WHAT IS REQUIRED >> Word for word, restate every entry shown below.

[Records from a data collection]
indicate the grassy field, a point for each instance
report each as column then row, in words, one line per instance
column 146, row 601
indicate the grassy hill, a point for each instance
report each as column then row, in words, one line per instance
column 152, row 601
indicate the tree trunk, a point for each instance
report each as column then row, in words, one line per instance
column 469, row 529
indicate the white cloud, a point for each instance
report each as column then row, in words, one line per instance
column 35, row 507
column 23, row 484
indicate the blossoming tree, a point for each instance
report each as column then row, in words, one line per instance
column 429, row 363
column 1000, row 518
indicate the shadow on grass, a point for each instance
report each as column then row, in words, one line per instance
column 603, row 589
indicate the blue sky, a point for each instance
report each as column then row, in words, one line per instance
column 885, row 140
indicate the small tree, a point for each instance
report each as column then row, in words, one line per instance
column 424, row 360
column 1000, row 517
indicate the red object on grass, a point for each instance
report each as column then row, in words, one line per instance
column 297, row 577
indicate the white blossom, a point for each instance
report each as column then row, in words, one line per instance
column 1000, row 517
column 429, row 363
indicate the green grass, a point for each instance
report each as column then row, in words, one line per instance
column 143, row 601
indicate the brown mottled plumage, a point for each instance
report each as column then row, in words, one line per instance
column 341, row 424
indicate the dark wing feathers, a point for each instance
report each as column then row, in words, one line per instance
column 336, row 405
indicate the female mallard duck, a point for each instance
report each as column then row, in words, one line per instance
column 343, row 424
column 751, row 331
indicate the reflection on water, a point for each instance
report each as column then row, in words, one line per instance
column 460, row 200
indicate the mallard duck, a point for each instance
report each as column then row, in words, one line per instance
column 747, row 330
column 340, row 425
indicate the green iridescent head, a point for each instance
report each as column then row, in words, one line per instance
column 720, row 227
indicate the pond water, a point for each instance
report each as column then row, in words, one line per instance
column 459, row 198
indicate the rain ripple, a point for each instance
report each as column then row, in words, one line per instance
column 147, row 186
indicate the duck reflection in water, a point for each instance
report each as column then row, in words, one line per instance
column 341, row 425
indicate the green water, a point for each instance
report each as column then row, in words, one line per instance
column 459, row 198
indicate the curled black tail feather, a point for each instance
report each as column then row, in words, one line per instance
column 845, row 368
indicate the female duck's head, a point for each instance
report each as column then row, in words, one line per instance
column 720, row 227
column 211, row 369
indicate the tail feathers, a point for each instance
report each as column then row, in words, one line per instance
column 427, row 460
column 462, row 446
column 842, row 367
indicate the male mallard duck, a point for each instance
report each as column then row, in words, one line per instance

EXPECTED ANSWER >>
indicate the grassy field, a point for each instance
report each as column then row, in words, one line per instance
column 146, row 601
indicate the grassy hill, a point for each instance
report each as column then row, in words, one line per instance
column 152, row 601
indicate the tree trunk, a point for each instance
report each as column then row, in words, one line per instance
column 469, row 529
indicate the white cloud, a point for each instance
report each as column then row, in words, one line per instance
column 35, row 507
column 23, row 484
indicate the blossoming tree, a point for each instance
report each as column then row, in words, one line per instance
column 429, row 363
column 1000, row 518
indicate the shadow on grass, a point for each instance
report each as column then row, in words, one line per instance
column 603, row 589
indicate the blue sky, a point for each instance
report each as column then row, in words, one line per instance
column 885, row 140
indicate the small tree, a point for each instance
report each as column then row, in words, one line per instance
column 424, row 360
column 1000, row 517
indicate the red object on grass, a point for each instance
report each as column then row, in words, one line per instance
column 297, row 577
indicate the white blossom, a point for each instance
report each as column then row, in words, one line per instance
column 1000, row 517
column 429, row 363
indicate the green grass, a point for each instance
report each as column then row, in words, one line per instance
column 143, row 601
indicate the brown mottled plumage, a point for each instance
report each as column then row, in words, one line per instance
column 341, row 424
indicate the dark wing feathers, a point for each instance
report each as column then row, in words, one line per instance
column 336, row 405
indicate the female mallard duck, a point for each instance
report each as column then row, in words, one line per instance
column 343, row 424
column 751, row 331
indicate the reflection on water, a point for each instance
report each as column then row, in words, one line per instance
column 460, row 200
indicate the mallard duck, a point for each instance
report each as column then row, in words, one line per instance
column 747, row 330
column 340, row 425
indicate the green iridescent head, a point for each instance
report each as column then row, in words, one line per instance
column 720, row 227
indicate the pond water, a point for each instance
report each as column then row, in words, one line per instance
column 459, row 198
indicate the rain ripple, a point for each instance
report each as column then row, in words, one line per instance
column 147, row 186
indicate the duck reflection in water, a point for each instance
report each as column then row, in words, one line per instance
column 341, row 425
indicate the green water, a point for each instance
report each as column then row, in words, one line per instance
column 459, row 198
indicate the curled black tail feather, a point for each instance
report each as column then row, in words, one line per instance
column 845, row 368
indicate the female duck's head, a point for each instance
report each as column then row, in words, one line per instance
column 720, row 227
column 211, row 369
indicate the tail feathers, a point for each instance
report each as column then row, in words, one line per instance
column 427, row 460
column 462, row 446
column 842, row 367
indicate the male mallard duck, a point for each instance
report each as column then row, in words, one line per instance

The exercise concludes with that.